%%

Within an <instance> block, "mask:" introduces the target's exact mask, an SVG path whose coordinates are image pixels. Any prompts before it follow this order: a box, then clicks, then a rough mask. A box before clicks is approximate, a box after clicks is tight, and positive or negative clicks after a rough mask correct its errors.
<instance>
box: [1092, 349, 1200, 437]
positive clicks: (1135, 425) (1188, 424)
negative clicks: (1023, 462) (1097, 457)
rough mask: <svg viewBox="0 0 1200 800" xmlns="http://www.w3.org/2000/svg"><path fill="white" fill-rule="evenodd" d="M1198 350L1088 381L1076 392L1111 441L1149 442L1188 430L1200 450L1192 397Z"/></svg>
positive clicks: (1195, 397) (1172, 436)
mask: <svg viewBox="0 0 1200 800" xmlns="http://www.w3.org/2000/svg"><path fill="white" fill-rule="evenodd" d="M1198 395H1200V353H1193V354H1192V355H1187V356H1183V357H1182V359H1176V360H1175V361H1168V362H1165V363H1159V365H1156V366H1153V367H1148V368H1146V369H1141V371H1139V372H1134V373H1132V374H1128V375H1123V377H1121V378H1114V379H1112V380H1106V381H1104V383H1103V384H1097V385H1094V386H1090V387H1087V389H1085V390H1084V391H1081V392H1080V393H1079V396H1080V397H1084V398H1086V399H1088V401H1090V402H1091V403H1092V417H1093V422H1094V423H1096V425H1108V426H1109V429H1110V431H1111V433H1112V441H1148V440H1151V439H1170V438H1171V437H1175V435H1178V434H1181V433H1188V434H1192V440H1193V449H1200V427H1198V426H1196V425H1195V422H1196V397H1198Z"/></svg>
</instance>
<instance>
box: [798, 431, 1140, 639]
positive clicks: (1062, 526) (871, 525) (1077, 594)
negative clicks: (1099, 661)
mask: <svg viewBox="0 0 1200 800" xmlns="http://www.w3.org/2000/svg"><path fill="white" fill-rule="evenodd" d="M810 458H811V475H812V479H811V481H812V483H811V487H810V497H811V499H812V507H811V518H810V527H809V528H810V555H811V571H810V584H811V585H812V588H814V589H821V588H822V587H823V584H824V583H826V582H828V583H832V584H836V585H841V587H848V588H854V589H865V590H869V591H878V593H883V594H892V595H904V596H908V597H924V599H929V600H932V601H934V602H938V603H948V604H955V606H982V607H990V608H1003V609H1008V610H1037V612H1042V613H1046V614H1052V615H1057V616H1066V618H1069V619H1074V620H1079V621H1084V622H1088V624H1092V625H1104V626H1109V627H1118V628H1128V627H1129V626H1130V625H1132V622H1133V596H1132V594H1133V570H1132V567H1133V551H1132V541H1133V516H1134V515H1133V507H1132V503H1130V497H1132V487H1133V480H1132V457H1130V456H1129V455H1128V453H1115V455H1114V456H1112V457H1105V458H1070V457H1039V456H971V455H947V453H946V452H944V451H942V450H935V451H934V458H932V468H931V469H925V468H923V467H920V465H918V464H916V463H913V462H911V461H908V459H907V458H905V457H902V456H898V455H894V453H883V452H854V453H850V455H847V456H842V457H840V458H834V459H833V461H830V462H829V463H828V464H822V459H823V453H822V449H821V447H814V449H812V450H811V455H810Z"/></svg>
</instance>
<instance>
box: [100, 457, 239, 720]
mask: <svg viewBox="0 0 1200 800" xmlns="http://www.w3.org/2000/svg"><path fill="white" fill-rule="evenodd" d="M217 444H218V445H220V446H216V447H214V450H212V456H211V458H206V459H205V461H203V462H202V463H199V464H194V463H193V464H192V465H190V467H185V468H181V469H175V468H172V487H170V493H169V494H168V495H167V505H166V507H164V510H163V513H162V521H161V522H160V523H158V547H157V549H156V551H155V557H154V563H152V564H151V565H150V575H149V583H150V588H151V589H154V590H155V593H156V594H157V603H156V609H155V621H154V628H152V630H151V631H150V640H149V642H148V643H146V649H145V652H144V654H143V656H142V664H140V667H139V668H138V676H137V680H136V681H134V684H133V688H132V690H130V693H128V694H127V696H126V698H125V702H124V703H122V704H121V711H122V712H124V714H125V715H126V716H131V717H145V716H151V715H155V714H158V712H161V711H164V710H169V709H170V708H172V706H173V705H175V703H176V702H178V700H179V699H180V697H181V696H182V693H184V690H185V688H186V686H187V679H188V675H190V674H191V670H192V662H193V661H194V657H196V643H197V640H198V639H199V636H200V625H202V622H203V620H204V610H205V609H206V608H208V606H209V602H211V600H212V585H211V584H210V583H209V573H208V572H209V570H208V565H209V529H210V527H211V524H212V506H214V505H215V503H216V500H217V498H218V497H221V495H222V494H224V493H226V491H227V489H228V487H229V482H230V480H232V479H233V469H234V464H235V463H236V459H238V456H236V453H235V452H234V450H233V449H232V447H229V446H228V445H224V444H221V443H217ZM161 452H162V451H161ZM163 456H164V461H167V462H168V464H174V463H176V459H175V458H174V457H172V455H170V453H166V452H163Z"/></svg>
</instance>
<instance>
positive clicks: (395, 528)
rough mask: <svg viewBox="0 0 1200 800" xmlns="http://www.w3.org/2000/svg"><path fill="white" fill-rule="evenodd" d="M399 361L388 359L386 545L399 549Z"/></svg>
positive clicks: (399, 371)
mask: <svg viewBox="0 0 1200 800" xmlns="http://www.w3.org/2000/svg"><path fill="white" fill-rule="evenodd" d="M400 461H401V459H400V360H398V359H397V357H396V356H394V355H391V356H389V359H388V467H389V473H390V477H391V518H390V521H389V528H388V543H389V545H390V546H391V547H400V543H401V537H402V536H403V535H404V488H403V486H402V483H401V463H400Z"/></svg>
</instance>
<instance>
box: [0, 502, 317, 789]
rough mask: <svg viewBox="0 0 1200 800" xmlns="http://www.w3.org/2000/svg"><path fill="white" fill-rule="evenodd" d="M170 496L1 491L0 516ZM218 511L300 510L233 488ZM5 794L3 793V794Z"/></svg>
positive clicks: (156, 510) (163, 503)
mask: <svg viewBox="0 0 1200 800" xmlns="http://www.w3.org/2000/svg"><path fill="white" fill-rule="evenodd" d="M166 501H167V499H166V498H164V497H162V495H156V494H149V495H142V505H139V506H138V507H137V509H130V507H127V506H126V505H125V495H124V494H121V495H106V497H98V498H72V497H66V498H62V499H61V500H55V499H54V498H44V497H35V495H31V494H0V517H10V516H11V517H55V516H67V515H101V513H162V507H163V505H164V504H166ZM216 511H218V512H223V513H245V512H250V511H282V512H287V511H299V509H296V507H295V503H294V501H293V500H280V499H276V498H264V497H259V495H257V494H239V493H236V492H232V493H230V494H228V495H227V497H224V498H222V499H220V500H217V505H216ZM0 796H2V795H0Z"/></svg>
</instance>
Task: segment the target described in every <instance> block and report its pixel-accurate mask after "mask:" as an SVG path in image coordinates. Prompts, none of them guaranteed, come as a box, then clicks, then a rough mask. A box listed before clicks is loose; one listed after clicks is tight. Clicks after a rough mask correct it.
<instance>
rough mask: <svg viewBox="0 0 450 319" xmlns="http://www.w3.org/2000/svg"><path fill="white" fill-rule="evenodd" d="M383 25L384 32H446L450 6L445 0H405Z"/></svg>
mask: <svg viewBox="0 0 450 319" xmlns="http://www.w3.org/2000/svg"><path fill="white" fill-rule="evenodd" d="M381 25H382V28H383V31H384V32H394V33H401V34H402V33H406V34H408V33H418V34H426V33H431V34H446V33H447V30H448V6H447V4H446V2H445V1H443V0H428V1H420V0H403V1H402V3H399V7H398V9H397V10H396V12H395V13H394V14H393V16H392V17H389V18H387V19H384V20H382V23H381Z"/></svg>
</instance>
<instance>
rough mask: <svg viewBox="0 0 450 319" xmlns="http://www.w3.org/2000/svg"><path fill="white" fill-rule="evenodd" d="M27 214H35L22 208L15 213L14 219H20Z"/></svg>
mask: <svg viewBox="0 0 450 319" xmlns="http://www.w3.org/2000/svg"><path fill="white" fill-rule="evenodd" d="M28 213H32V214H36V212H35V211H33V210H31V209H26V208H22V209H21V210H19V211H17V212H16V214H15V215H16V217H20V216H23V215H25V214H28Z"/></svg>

%%

**Task goal**
Report the lines above that contain "coordinates".

**Written response**
Within an <instance> block, "mask:" introduces the target's exact mask, an SVG path whose coordinates are image pixels. Any prompts before it follow this order: a box, then clicks, then a rough mask. A box before clicks is approximate, a box after clicks is tight, and positive or negative clicks after a rough mask correct its errors.
Task: segment the target described in every <instance> block and report its pixel-accurate mask after "mask:" as an SVG path in image coordinates. Prompts, none of them guaranteed, come as a box, then clicks, then a rough mask. A box listed before clicks is loose; one listed after clicks is tight. Clicks after a rough mask correct it.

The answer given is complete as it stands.